Every line of the data below must be given again exactly.

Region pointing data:
>>

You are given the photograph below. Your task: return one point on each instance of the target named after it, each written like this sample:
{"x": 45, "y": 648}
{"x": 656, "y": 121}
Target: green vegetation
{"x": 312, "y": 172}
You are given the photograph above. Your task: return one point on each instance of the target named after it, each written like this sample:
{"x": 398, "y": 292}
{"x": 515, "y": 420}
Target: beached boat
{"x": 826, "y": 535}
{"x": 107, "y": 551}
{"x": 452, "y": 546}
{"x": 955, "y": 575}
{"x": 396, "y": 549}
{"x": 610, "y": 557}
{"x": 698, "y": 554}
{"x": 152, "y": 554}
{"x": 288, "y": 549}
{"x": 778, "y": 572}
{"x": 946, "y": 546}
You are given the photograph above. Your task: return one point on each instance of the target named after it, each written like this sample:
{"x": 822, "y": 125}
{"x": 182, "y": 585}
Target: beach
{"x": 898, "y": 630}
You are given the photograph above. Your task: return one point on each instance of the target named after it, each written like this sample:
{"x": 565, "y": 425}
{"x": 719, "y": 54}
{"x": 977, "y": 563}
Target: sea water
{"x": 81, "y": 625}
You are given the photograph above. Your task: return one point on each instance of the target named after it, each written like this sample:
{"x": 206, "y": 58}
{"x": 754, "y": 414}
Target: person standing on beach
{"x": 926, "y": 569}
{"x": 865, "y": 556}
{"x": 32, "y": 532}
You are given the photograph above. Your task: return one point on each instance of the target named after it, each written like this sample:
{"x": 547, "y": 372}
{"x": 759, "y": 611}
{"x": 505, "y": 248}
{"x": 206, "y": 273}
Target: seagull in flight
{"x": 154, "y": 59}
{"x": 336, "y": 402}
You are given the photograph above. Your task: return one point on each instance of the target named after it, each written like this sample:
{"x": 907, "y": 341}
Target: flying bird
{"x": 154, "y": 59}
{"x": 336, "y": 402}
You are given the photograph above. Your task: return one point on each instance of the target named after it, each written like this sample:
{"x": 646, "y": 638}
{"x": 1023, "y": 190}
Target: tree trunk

<<

> **Your response**
You are given the photograph below. Your task: return one point on each instance of the target named after it, each written like this sample:
{"x": 45, "y": 648}
{"x": 656, "y": 121}
Target: green vegetation
{"x": 312, "y": 172}
You are given the photograph above. Your task: return one point on each instance of the target named after it, each written like this sample:
{"x": 398, "y": 292}
{"x": 515, "y": 420}
Target: beached boat
{"x": 826, "y": 535}
{"x": 107, "y": 551}
{"x": 452, "y": 546}
{"x": 955, "y": 575}
{"x": 396, "y": 549}
{"x": 610, "y": 557}
{"x": 698, "y": 554}
{"x": 152, "y": 554}
{"x": 288, "y": 549}
{"x": 778, "y": 572}
{"x": 946, "y": 546}
You are given the photograph above. Your task: return one point on each instance of the target named after it, each written like this sample:
{"x": 822, "y": 125}
{"x": 182, "y": 585}
Target: beach
{"x": 898, "y": 630}
You are given the photograph above. Your task: return one point on each instance of the target named after it, each written like this sample:
{"x": 565, "y": 425}
{"x": 719, "y": 54}
{"x": 977, "y": 563}
Target: sea water
{"x": 81, "y": 625}
You are given the photograph above. Your task: return one point on each instance of the target named after it, each written like this sample:
{"x": 206, "y": 58}
{"x": 754, "y": 414}
Target: person standing on beach
{"x": 926, "y": 569}
{"x": 865, "y": 556}
{"x": 32, "y": 532}
You are given the photograph above. Your task: return one point on each instance of the target named after it, each written like this sample:
{"x": 547, "y": 372}
{"x": 759, "y": 611}
{"x": 505, "y": 248}
{"x": 206, "y": 273}
Target: seagull in flight
{"x": 154, "y": 59}
{"x": 336, "y": 402}
You are given the photograph above. Your task: return one point on each instance of the target named after it, each written like this sample:
{"x": 907, "y": 341}
Target: flying bird
{"x": 154, "y": 59}
{"x": 336, "y": 402}
You are given the photograph above. Your task: return one point on each instance of the target named after it, each written like this sample:
{"x": 646, "y": 638}
{"x": 1023, "y": 190}
Target: tree trunk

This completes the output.